Breitbart News Just FIRED Steve Bannon. It's A Good Day For Andrew Breitbart's Legacy.
On Tuesday, Breitbart News executive chairman Stephen K. Bannon — a man who used his position to shift Breitbart News into a propaganda outlet on behalf of his own political interests — found himself jobless and perhaps homeless after being unceremoniously fired by the Breitbart News board. That firing, spearheaded by the Mercer family, followed hard on President Trump destroying Bannon in a public statement after Bannon told muckraking author Michael Wolff that the Trump campaign had engaged in criminal and treasonous activity. Bannon also ushered Wolff into the heart of the West Wing, where Wolff used his position to cobble together his bestselling gossip book, Fire and Fury.
Bannon’s ouster is a long time in coming. Actually, Bannon never should have been hired in the first place. He was not a close friend of Andrew Breitbart’s; he was instead a fellow who attempted to use his minimal documentary-making skills to ingratiate himself with Breitbart, making a movie with Breitbart as narrator. That unwatchable monstrosity was Bannon’s calling card after Breitbart died; Larry Solov, Breitbart’s business partner and lifelong friend, turned to Bannon in the aftermath of Breitbart’s tragic passing.

• [DATA UNDER STUDY]:
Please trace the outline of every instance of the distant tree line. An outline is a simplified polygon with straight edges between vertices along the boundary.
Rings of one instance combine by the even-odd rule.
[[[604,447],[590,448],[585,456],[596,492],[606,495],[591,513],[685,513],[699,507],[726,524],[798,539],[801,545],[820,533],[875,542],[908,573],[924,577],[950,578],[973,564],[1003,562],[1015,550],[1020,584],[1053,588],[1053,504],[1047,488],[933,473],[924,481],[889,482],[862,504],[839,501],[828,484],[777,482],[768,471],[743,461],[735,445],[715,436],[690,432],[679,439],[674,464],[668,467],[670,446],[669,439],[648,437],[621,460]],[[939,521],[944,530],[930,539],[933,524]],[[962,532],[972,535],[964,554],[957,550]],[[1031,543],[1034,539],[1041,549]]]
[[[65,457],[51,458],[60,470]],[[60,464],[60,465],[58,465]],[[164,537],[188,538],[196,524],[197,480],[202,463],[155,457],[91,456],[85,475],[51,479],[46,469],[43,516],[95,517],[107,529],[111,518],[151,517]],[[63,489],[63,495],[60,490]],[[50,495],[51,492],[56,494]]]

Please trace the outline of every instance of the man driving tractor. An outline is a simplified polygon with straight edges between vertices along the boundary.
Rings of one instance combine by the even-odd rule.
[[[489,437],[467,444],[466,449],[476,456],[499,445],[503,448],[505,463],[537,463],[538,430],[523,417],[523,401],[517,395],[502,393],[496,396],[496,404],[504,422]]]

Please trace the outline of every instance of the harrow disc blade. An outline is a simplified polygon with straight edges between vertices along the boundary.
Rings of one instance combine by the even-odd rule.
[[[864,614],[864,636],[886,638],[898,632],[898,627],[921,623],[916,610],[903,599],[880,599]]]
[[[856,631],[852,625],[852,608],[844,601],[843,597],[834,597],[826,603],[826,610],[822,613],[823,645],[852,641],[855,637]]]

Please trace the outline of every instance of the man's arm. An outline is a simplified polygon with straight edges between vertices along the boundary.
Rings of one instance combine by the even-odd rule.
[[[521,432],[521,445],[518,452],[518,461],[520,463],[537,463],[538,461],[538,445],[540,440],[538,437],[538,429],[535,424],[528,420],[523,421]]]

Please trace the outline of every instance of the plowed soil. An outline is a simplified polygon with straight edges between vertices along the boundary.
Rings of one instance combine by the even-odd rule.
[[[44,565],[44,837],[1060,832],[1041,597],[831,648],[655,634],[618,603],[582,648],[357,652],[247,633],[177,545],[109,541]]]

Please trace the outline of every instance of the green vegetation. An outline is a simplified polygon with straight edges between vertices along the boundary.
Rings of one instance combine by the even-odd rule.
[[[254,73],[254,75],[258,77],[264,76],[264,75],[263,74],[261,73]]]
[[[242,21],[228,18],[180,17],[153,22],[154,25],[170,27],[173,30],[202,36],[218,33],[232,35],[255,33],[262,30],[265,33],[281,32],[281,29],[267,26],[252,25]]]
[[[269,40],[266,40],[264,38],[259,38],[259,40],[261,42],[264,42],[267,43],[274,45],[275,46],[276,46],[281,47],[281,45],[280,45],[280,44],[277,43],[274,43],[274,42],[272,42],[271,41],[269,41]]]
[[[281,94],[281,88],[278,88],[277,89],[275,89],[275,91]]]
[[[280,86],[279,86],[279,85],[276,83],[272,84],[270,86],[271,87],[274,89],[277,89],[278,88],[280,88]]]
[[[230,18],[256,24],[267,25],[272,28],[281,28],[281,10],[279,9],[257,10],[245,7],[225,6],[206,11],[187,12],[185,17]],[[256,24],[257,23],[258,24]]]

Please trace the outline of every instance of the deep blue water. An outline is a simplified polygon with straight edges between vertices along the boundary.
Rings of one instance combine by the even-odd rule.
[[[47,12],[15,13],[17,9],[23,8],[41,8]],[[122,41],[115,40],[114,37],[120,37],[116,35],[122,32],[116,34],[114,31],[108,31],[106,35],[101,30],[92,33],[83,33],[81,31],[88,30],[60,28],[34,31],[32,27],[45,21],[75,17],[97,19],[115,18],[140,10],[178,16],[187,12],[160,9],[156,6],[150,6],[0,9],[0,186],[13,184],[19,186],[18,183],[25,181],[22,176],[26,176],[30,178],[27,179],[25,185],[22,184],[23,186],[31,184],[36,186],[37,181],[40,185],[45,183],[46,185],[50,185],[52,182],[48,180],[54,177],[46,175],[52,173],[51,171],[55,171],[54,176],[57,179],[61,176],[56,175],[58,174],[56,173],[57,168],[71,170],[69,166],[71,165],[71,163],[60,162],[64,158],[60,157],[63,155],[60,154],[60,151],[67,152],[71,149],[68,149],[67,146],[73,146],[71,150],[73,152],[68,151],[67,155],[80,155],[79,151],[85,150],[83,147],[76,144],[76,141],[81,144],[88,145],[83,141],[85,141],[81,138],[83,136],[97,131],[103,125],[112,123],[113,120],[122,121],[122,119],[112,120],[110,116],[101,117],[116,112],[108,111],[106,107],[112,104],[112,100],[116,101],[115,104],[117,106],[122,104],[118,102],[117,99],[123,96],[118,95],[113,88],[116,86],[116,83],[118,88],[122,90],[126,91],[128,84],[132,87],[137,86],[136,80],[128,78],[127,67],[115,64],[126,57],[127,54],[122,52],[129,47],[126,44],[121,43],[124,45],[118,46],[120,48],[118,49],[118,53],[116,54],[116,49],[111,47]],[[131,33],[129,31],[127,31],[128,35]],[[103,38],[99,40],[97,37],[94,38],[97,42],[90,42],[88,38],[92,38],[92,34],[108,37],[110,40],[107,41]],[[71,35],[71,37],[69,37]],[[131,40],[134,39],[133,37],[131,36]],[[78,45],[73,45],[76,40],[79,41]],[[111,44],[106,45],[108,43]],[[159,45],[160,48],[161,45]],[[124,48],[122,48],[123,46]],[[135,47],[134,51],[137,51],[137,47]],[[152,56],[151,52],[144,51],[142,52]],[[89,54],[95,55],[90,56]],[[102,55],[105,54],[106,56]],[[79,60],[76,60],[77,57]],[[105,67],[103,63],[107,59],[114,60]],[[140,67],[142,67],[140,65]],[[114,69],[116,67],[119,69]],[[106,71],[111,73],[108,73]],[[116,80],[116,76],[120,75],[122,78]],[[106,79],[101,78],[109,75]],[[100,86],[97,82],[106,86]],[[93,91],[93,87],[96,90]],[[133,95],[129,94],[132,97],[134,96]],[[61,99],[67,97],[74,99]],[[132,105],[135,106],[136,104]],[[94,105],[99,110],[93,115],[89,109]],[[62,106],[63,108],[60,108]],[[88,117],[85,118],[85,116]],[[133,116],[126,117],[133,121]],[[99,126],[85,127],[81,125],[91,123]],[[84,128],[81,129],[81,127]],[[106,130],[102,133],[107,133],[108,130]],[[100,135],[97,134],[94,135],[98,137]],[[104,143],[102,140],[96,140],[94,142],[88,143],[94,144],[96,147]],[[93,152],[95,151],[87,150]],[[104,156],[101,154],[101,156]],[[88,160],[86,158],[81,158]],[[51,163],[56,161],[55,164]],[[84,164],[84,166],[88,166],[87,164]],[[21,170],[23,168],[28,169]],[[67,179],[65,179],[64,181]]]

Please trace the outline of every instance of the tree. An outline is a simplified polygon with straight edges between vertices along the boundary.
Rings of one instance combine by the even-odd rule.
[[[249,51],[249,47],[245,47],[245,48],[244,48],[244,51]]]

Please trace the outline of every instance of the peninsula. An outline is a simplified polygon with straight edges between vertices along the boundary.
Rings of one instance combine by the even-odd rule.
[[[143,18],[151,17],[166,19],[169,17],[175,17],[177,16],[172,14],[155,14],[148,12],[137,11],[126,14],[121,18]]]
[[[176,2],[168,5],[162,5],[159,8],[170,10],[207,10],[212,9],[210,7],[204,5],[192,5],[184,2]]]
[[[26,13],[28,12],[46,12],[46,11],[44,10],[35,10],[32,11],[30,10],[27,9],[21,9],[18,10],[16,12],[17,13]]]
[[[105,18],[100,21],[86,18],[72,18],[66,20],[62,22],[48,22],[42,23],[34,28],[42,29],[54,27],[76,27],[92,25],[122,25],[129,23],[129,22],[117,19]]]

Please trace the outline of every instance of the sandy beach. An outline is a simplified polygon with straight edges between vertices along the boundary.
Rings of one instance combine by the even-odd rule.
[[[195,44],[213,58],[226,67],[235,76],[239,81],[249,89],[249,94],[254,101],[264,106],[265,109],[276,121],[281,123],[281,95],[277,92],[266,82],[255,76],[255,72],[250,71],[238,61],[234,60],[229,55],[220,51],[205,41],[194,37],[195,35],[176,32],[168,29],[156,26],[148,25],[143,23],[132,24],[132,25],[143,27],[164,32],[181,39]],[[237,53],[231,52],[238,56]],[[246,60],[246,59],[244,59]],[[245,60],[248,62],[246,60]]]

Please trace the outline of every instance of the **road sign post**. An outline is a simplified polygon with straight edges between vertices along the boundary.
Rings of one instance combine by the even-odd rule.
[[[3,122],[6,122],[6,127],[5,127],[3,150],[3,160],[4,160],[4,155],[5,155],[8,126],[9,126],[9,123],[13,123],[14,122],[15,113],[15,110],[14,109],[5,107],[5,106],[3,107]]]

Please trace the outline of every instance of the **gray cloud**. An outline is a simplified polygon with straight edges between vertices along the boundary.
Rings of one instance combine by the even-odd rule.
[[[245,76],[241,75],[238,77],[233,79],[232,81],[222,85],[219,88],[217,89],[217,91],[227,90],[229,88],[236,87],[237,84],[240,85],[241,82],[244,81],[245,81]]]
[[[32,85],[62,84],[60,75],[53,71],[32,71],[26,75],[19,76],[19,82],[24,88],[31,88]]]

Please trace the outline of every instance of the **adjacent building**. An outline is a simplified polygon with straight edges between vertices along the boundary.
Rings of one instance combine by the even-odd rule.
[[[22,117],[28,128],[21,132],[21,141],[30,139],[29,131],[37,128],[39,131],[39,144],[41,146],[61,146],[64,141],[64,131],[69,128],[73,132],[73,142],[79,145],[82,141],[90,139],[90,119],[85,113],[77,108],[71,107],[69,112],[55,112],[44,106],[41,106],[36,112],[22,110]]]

• [WORK TASK A]: Retype the Bannon article word for word, everything from "On Tuesday, Breitbart" down to "Fire and Fury.".
• [WORK TASK B]: Name every individual person the Bannon article mentions by name.
Rely only on the Bannon article and nothing else.

• [REPLY A]:
On Tuesday, Breitbart News executive chairman Stephen K. Bannon — a man who used his position to shift Breitbart News into a propaganda outlet on behalf of his own political interests — found himself jobless and perhaps homeless after being unceremoniously fired by the Breitbart News board. That firing, spearheaded by the Mercer family, followed hard on President Trump destroying Bannon in a public statement after Bannon told muckraking author Michael Wolff that the Trump campaign had engaged in criminal and treasonous activity. Bannon also ushered Wolff into the heart of the West Wing, where Wolff used his position to cobble together his bestselling gossip book, Fire and Fury.

• [REPLY B]:
Stephen K. Bannon
President Trump
Michael Wolff
Andrew Breitbart
Larry Solov